DIRECTION A. Lay out the records from the line with "of the **black" up to and including the line with "73], [42, 75]]" as a JSON list of strings, one string per line, with blank lines left out.

TEXT SECTION.
◆ ◆ ◆ ◆ ◆ ◆ ◆

- Polish theatrical poster
- Directed by: Aki Kaurismäki
- Written by: Aki Kaurismäki
- Produced by: Aki Kaurismäki
- Cinematography: Heikki Ortamo
- Edited by: Timo Linnasalo
- Music by: B. Alexandrov Tipe Johnson
- Release dates: 19 March 1994 (France, Rouen Nordic Film Festival); 2 July 1994 (Finland);
- Running time: 57 min
- Countries: Finland Sweden
- Languages: English, Finnish

= Total Balalaika Show =

Total Balalaika Show is a 1994 film by director Aki Kaurismäki, featuring a concert by the Leningrad Cowboys and the Alexandrov Ensemble.

The concert took place on 12 June 1993 on Senate Square in Helsinki, Finland. The event drew a crowd of approximately 70,000 people.

◆ ◆ ◆ ◆ ◆ ◆ ◆

DATA RECORDS.

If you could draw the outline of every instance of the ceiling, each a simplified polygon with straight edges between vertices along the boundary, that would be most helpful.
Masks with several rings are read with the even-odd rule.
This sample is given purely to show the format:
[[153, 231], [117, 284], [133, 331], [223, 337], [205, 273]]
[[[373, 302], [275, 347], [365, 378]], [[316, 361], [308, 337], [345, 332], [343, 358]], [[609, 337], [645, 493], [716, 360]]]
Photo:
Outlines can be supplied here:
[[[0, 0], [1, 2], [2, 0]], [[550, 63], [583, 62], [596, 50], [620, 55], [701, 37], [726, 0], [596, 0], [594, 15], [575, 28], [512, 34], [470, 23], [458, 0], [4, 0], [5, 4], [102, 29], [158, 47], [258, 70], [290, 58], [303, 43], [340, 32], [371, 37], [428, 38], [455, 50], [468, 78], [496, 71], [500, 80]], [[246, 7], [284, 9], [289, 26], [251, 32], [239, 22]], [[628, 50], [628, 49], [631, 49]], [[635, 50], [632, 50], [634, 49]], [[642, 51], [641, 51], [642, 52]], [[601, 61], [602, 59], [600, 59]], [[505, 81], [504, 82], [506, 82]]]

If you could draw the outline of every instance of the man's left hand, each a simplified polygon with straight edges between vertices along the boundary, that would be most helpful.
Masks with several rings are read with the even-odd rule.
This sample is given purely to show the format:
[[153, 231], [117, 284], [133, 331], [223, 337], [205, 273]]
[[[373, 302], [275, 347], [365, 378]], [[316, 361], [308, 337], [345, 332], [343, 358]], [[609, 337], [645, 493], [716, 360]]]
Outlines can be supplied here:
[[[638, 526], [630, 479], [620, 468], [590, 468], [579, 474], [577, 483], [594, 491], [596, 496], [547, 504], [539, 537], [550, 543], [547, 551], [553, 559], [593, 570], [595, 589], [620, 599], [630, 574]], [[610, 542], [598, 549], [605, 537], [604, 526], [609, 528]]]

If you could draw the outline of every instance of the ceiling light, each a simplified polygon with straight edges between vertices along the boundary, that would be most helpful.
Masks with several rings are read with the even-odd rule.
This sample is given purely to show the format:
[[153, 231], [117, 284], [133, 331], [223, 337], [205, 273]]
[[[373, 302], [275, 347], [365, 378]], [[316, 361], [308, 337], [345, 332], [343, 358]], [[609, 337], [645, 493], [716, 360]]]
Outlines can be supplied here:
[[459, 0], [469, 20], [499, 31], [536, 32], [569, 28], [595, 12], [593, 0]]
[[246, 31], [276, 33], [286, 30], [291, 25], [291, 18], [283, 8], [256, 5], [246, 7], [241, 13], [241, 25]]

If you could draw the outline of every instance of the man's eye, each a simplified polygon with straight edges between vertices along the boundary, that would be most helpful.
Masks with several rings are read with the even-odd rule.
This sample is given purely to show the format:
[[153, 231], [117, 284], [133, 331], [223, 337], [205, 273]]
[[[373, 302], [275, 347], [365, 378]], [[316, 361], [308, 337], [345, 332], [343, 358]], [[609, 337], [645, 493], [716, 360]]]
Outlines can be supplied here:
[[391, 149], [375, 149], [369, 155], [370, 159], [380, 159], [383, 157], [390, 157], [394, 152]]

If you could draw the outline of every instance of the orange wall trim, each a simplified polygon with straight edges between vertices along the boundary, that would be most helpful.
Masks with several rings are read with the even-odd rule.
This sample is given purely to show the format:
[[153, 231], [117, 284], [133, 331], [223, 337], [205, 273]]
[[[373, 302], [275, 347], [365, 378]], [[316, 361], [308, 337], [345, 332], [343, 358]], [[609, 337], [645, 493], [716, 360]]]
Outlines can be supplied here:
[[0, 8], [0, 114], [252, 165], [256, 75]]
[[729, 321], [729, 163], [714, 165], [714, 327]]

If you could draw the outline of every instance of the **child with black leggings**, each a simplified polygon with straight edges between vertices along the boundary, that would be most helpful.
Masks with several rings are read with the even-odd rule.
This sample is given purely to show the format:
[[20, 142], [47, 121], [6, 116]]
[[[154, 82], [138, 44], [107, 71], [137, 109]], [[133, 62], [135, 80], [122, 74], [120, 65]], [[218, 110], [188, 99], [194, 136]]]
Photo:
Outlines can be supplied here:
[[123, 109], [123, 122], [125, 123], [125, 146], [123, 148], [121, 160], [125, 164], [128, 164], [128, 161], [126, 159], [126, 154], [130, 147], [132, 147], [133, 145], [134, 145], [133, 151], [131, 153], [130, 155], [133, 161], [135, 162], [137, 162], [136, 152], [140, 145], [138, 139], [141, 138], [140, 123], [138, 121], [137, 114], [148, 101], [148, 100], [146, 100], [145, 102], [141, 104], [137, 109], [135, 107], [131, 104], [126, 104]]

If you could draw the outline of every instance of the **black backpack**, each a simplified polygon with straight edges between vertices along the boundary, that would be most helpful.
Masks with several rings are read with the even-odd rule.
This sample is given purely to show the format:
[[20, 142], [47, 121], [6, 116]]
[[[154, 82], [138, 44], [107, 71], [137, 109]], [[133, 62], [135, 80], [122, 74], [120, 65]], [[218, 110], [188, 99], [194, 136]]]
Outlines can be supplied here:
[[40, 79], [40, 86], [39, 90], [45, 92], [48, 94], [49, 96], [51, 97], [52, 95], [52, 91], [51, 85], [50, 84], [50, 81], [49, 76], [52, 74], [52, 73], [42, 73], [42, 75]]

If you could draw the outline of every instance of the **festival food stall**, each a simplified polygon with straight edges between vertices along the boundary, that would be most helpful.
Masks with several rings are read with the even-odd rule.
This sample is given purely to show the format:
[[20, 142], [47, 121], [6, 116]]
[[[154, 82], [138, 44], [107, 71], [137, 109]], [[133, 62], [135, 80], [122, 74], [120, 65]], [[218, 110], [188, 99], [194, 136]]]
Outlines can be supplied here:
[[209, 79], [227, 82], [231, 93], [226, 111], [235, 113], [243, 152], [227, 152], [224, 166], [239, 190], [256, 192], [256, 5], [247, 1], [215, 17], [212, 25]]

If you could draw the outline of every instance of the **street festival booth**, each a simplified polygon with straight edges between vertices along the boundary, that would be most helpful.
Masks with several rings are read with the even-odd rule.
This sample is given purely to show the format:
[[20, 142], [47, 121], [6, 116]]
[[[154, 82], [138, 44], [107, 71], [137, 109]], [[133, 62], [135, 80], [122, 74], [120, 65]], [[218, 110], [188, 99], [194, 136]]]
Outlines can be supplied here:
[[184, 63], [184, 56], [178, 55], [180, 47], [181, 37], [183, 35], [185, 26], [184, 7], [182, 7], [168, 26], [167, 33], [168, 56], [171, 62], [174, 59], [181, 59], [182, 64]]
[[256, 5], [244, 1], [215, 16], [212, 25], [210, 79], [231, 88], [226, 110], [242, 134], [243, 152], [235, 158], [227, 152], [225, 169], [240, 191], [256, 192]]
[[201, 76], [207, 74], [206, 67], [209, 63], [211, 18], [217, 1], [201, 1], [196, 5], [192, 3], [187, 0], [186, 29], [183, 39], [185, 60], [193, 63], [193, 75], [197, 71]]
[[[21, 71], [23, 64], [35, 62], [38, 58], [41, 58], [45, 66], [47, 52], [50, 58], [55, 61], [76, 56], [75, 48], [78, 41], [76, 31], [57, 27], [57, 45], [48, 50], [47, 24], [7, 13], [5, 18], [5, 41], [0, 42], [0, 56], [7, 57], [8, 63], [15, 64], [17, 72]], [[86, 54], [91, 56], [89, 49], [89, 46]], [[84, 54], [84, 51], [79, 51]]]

◆ ◆ ◆ ◆ ◆ ◆ ◆

DIRECTION B. Continue the text about the film Total Balalaika Show from where it stops.

FINAL ANSWER A.
[
  "If you could draw the outline of every instance of the **black backpack**, each a simplified polygon with straight edges between vertices along the boundary, that would be most helpful.",
  "Masks with several rings are read with the even-odd rule.",
  "This sample is given purely to show the format:",
  "[[20, 142], [47, 121], [6, 116]]",
  "[[[154, 82], [138, 44], [107, 71], [137, 109]], [[133, 62], [135, 80], [122, 74], [120, 65]], [[218, 110], [188, 99], [194, 136]]]",
  "Outlines can be supplied here:",
  "[[40, 79], [40, 86], [39, 90], [45, 92], [48, 94], [49, 96], [51, 97], [52, 95], [52, 91], [51, 85], [50, 84], [50, 81], [49, 76], [52, 74], [52, 73], [42, 73], [42, 75]]"
]

FINAL ANSWER B.
The concert featured an eclectic mix of Western rock and Russian folk music, and folk dancers performing to rock songs.

== Songs ==
The "rockumentary" features 13 songs from the concert:

- Finlandia
- Let's Work Together
- The Volga Boatmen's Song
- Happy Together
- Delilah
- Knockin' on Heaven's Door
- Oh, Field
- Kalinka
- Gimme All Your Lovin'
- Jewelry Box
- Sweet Home Alabama
- Dark Eyes
- Those Were The Days

== DVD release ==
The film is available on three DVD releases. The first, released by Sandrew Metronome in 2004, is for DVD Region 2. The second, released by Facets, is for all regions. The third is by The Criterion Collection in an Eclipse box set with the two original films.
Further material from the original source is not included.